### WRITTEN PROBLEM
Rewrite the items starting with the line containing "tag the tree trunk" and going on through the line containing "<point>636,720</point>". Swap "small shrub" for "low bush" and leave everything else unchanged.
* Begin DATA ENTRIES *
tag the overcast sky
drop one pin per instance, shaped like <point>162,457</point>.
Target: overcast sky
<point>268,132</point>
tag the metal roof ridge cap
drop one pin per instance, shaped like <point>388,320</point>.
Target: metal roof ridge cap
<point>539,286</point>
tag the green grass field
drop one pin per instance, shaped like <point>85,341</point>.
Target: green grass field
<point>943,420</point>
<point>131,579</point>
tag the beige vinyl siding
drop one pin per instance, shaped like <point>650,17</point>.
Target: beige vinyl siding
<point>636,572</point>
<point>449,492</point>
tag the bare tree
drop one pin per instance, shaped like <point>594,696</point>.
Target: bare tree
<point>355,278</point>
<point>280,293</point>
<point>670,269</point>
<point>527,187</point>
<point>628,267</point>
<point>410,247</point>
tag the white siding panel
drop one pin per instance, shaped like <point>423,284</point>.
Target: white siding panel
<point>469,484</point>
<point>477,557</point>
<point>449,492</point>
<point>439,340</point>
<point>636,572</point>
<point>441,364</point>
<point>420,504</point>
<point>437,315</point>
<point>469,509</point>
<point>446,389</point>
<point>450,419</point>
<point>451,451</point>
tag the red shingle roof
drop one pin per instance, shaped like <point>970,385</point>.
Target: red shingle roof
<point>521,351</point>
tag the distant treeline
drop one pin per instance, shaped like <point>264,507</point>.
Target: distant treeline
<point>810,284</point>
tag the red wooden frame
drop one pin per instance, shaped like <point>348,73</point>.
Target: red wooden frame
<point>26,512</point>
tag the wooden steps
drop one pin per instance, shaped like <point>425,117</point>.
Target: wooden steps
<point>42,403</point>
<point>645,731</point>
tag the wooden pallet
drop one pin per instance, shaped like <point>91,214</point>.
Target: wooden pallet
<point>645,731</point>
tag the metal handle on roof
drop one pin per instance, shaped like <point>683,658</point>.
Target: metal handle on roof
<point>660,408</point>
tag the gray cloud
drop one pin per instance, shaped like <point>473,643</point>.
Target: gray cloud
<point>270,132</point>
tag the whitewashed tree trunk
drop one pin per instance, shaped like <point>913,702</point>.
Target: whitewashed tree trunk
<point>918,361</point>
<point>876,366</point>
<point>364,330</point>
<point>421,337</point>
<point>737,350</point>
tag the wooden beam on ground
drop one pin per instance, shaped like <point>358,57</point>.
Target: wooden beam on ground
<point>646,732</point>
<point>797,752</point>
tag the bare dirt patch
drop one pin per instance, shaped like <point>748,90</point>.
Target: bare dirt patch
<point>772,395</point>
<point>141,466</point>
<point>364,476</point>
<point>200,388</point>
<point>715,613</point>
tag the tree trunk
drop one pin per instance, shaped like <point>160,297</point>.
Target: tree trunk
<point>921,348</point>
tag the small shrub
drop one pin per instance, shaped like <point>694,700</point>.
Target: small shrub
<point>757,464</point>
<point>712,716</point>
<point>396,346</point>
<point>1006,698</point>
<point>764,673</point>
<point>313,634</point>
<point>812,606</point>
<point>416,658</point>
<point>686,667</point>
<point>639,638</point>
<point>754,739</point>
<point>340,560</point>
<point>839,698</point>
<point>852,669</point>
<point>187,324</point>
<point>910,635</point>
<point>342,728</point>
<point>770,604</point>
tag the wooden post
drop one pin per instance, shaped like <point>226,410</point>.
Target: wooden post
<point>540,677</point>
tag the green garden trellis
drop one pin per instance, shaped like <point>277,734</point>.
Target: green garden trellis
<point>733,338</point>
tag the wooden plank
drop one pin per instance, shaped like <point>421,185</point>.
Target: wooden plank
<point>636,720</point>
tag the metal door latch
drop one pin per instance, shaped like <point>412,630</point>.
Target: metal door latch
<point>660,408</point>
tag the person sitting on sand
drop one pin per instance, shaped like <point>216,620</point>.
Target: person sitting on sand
* End DATA ENTRIES *
### EXERCISE RESPONSE
tag the tree trunk
drop one pin per instance, shaped like <point>160,297</point>.
Target: tree trunk
<point>921,348</point>
tag the low bush
drop one pin per instance, shaped like <point>694,700</point>.
Target: low bush
<point>757,464</point>
<point>712,716</point>
<point>396,346</point>
<point>1006,698</point>
<point>764,673</point>
<point>313,634</point>
<point>812,606</point>
<point>416,658</point>
<point>686,667</point>
<point>639,638</point>
<point>754,739</point>
<point>340,560</point>
<point>839,698</point>
<point>852,669</point>
<point>187,324</point>
<point>910,635</point>
<point>342,728</point>
<point>770,604</point>
tag the wooden post
drop one pin per instance, shaped like <point>226,410</point>.
Target: wooden post
<point>540,677</point>
tag the green garden trellis
drop one pin per instance, shaped like <point>277,734</point>.
Target: green garden trellis
<point>733,338</point>
tag the wooden plank
drop one pin per instance, shaped like <point>421,185</point>.
Target: wooden plank
<point>636,720</point>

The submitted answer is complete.